▶ _Task prompt_
The response must restate the data exactly, with nothing left out.
------ Input material
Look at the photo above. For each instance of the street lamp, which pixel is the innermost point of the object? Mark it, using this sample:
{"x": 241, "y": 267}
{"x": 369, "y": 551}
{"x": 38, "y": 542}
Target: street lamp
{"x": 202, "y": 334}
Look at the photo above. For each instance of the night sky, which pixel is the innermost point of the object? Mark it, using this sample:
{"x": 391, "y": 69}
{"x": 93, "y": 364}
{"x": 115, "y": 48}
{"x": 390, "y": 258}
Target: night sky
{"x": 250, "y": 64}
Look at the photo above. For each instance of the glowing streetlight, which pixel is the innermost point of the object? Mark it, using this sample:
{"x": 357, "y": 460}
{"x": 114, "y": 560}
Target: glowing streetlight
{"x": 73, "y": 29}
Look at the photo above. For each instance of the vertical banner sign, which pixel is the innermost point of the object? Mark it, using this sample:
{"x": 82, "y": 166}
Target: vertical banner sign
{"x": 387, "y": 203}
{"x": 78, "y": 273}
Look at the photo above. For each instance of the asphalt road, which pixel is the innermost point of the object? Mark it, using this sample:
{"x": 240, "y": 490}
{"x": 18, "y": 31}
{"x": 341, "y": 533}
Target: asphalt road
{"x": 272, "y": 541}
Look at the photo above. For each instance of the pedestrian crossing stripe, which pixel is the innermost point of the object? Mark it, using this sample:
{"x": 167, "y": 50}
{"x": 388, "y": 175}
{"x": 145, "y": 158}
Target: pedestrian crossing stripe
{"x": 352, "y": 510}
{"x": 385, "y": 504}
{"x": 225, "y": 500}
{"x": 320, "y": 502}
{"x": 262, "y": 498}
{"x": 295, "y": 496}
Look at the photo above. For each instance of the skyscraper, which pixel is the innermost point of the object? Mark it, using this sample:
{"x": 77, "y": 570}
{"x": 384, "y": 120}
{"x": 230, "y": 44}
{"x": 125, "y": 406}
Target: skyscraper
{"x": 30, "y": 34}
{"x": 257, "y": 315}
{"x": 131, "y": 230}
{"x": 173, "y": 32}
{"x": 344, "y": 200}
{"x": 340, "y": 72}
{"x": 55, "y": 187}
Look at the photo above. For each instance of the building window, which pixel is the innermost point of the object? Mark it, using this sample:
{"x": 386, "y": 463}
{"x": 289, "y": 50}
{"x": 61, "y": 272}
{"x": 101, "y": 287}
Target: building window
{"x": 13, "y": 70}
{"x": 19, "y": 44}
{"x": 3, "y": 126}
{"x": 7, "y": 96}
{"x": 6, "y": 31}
------------
▶ _Final answer_
Look at the photo above. For each instance of the street lamp, which pixel is the innermost point of the object? Mark it, using this sample:
{"x": 241, "y": 267}
{"x": 369, "y": 551}
{"x": 38, "y": 542}
Target: street lamp
{"x": 202, "y": 334}
Look at the photo above. For each instance of the night sky, which pixel is the innermost point of the object? Mark it, using this sample:
{"x": 391, "y": 69}
{"x": 93, "y": 364}
{"x": 115, "y": 48}
{"x": 390, "y": 258}
Target: night sky
{"x": 250, "y": 64}
Look at the photo above. For each instance of the glowing streetlight, which pixel is the innermost point of the object? Mark it, using this sample:
{"x": 357, "y": 460}
{"x": 114, "y": 560}
Target: glowing streetlight
{"x": 73, "y": 29}
Look at the photo above. For each instance of the vertical banner sign, which pixel is the innermost point of the object? Mark it, using this sample:
{"x": 82, "y": 166}
Target: vertical banner sign
{"x": 387, "y": 203}
{"x": 78, "y": 273}
Look at the photo above. For each instance of the asphalt road, which pixel is the innermost point of the object? Mark it, using this sample:
{"x": 240, "y": 490}
{"x": 18, "y": 31}
{"x": 341, "y": 533}
Target: asphalt road
{"x": 272, "y": 541}
Look at the photo above. For each instance of the pedestrian crossing stripe, which pixel is the innermost point of the object? Mark it, using this sample:
{"x": 167, "y": 50}
{"x": 388, "y": 175}
{"x": 145, "y": 158}
Target: pedestrian crossing stripe
{"x": 352, "y": 510}
{"x": 385, "y": 504}
{"x": 225, "y": 500}
{"x": 320, "y": 502}
{"x": 262, "y": 498}
{"x": 295, "y": 496}
Look at the photo above. For each instance of the skyscraper, which pixel is the innermost point of the object? Mark it, using this sample:
{"x": 77, "y": 570}
{"x": 384, "y": 120}
{"x": 230, "y": 44}
{"x": 125, "y": 406}
Target: skyscraper
{"x": 30, "y": 34}
{"x": 257, "y": 315}
{"x": 131, "y": 230}
{"x": 173, "y": 32}
{"x": 344, "y": 200}
{"x": 340, "y": 72}
{"x": 55, "y": 187}
Look at the photo above. For each instance of the building window, which pixel is the innermost point of the object? Mark it, using this sample:
{"x": 386, "y": 463}
{"x": 289, "y": 50}
{"x": 61, "y": 272}
{"x": 101, "y": 287}
Target: building window
{"x": 13, "y": 70}
{"x": 19, "y": 44}
{"x": 3, "y": 126}
{"x": 7, "y": 96}
{"x": 6, "y": 31}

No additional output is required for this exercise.